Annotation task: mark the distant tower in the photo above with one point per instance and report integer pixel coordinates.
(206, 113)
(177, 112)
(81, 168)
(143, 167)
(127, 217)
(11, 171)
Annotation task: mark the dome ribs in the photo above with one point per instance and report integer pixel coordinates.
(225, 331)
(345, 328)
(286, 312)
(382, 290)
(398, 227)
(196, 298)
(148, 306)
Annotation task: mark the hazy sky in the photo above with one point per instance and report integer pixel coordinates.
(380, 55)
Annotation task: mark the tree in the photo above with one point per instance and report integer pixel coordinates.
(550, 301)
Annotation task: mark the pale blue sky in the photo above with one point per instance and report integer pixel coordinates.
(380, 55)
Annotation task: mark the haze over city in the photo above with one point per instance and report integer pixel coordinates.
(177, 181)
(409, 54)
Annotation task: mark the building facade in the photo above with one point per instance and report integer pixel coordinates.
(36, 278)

◇ ◇ ◇

"Annotation task: mark the haze" marks the first line to print; reproduce that line and every line after it through the end of the listing above.

[EXERCISE ANSWER]
Annotation task: mark the haze over city in the photo above with one point per instance and report integer pixel coordinates.
(177, 181)
(409, 54)
Annotation task: mark the building facade in the photo above with one point per instance and report integer pixel coordinates.
(36, 278)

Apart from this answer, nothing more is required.